• [TEXTO FORNECIDO]:
Mas ainda há uma Minoria capaz de remar contra a maré. 
Assim a minoria turca o consiga. 

Hagia Sophia... Jorge Almeida Fernandes

Erdogan “reconquista” Hagia Sophia

A reconversão da Hagia Sophia em mesquita é uma jogada nacionalista determinada pelas ambições políticas e regionais do Presidente Erdogan. Mas a esplendorosa basílica é muito mais do que um tema de disputa: as suas pedras, os seus pilares e os seus mosaicos encerram a complexidade de 1500 anos da História europeia e turca, das tradições cristãs e islâmicas. Para o historiador Procópio, a sua cúpula não parecia terrena mas suspensa do céu.
 

Aya Sophia... Pacheco Pereira

José Pacheco Pereira, no Público
 " Na Aya Sophia não se sai como se entra, não se chamasse à coisa “divina sabedoria”, mas entrar como mesquita não é a mesma coisa que entrar num museu.

• [TAREFA DO EXERCÍCIO A]:
Indique se cada afirmação concorda com o texto sobre a Hagia Sophia, respondendo sim ou não e citando as palavras exatas do texto que o decidem: (i) a reconversão da Hagia Sophia em mesquita é atribuída às ambições do Presidente Erdogan; (ii) para Procópio, a cúpula parecia assente firmemente na terra; (iii) no trecho atribuído a José Pacheco Pereira, entrar como mesquita é o mesmo que entrar num museu.
As linhas de dados que se seguem não têm qualquer relação com o texto.

• [Entradas de um conjunto de dados de apontamento]:
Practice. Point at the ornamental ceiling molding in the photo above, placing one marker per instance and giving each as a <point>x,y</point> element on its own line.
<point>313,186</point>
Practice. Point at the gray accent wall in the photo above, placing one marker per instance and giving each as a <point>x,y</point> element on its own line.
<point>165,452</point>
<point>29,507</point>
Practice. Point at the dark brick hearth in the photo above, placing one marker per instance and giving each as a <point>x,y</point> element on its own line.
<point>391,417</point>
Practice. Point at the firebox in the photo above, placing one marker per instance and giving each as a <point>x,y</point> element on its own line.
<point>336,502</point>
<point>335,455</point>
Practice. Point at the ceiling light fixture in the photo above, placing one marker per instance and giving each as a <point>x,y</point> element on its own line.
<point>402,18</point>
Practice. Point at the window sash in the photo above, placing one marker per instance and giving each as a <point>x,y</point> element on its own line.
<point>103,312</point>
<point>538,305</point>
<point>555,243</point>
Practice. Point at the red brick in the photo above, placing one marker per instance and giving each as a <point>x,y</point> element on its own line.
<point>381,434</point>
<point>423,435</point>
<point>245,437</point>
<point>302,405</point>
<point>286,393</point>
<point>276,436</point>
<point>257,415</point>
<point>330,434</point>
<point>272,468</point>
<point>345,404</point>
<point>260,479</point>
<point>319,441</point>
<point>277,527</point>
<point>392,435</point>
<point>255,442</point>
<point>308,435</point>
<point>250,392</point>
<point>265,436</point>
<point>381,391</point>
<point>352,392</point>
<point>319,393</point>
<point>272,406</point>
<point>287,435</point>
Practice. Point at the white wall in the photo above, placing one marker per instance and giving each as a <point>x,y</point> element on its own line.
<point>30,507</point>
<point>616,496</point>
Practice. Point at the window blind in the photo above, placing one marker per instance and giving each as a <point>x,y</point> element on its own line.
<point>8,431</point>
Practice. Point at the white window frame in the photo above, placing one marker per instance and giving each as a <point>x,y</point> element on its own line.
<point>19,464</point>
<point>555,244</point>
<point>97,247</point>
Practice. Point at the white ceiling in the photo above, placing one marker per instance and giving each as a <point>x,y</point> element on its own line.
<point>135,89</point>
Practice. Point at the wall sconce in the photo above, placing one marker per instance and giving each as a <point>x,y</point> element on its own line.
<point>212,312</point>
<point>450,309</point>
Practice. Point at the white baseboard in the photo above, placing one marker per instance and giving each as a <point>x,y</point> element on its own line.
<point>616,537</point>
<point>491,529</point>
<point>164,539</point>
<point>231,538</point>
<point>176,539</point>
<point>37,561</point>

--

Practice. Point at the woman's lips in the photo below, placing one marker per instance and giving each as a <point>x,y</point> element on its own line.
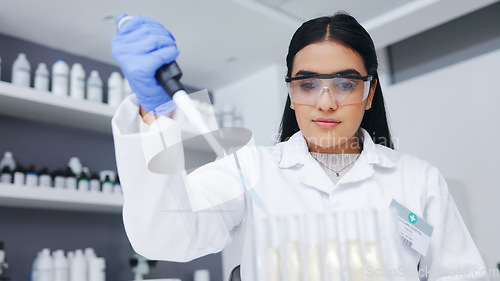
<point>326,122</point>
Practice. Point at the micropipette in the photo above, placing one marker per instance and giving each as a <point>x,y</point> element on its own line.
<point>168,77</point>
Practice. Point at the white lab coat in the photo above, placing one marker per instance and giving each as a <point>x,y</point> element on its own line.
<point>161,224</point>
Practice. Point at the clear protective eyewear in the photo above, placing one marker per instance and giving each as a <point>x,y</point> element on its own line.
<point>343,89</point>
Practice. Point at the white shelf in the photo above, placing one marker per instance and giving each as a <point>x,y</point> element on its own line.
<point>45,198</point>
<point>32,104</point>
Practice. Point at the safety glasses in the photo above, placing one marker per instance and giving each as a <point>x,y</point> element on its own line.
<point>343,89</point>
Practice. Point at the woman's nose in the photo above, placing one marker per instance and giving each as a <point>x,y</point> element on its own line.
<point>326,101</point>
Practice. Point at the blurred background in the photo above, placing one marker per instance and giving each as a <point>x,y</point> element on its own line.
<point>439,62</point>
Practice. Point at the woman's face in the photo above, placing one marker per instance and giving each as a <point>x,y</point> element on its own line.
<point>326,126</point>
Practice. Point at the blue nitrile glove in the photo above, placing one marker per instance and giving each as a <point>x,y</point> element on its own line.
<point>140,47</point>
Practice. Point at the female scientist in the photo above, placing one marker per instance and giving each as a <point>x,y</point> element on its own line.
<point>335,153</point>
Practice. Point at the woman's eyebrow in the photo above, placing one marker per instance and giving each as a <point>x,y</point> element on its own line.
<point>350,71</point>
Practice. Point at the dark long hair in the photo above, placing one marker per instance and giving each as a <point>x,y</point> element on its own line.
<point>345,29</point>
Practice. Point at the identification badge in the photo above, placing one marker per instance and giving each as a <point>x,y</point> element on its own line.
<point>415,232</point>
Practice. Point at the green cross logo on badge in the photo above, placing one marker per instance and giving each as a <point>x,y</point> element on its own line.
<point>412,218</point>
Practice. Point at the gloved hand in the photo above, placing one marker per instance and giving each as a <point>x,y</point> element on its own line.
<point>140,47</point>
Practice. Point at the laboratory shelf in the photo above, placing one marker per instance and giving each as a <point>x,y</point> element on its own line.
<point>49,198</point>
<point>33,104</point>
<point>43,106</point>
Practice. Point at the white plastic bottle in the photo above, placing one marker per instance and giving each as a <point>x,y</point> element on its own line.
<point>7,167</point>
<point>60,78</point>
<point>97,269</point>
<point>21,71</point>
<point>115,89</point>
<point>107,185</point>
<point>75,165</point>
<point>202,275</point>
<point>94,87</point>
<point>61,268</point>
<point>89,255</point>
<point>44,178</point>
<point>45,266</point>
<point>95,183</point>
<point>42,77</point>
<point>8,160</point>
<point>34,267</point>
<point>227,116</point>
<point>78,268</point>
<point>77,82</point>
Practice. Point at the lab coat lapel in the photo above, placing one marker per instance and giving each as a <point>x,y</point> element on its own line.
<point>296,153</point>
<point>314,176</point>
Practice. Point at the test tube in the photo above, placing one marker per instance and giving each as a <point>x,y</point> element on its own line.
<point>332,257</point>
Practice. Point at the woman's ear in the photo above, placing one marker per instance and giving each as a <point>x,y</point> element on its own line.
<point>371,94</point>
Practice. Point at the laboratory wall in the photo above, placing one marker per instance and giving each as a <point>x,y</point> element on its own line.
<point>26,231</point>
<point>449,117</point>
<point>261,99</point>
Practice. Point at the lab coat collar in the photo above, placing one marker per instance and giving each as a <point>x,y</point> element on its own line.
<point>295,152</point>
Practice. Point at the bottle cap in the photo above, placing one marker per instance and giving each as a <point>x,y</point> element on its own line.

• [TAREFA DO EXERCÍCIO B]:
Transcreva das linhas de dados, sem alterações, o trecho que vai da linha que contém "Practice. Point at the ornamental" até à linha que contém "<point>555,243</point>", incluindo ambas.

• [RESPOSTA ESCRITA A]:
(i) Sim: "é uma jogada nacionalista determinada pelas ambições políticas e regionais do Presidente Erdogan"
(ii) Não: "a sua cúpula não parecia terrena mas suspensa do céu"
(iii) Não: "mas entrar como mesquita não é a mesma coisa que entrar num museu"

• [RESPOSTA ESCRITA B]:
Practice. Point at the ornamental ceiling molding in the photo above, placing one marker per instance and giving each as a <point>x,y</point> element on its own line.
<point>313,186</point>
Practice. Point at the gray accent wall in the photo above, placing one marker per instance and giving each as a <point>x,y</point> element on its own line.
<point>165,452</point>
<point>29,507</point>
Practice. Point at the dark brick hearth in the photo above, placing one marker per instance and giving each as a <point>x,y</point> element on its own line.
<point>391,417</point>
Practice. Point at the firebox in the photo above, placing one marker per instance and giving each as a <point>x,y</point> element on its own line.
<point>336,502</point>
<point>335,455</point>
Practice. Point at the ceiling light fixture in the photo above, placing one marker per instance and giving each as a <point>x,y</point> element on its own line.
<point>402,18</point>
Practice. Point at the window sash in the photo above, placing one marker per instance and giving each as a <point>x,y</point> element on its own line.
<point>103,312</point>
<point>538,305</point>
<point>555,243</point>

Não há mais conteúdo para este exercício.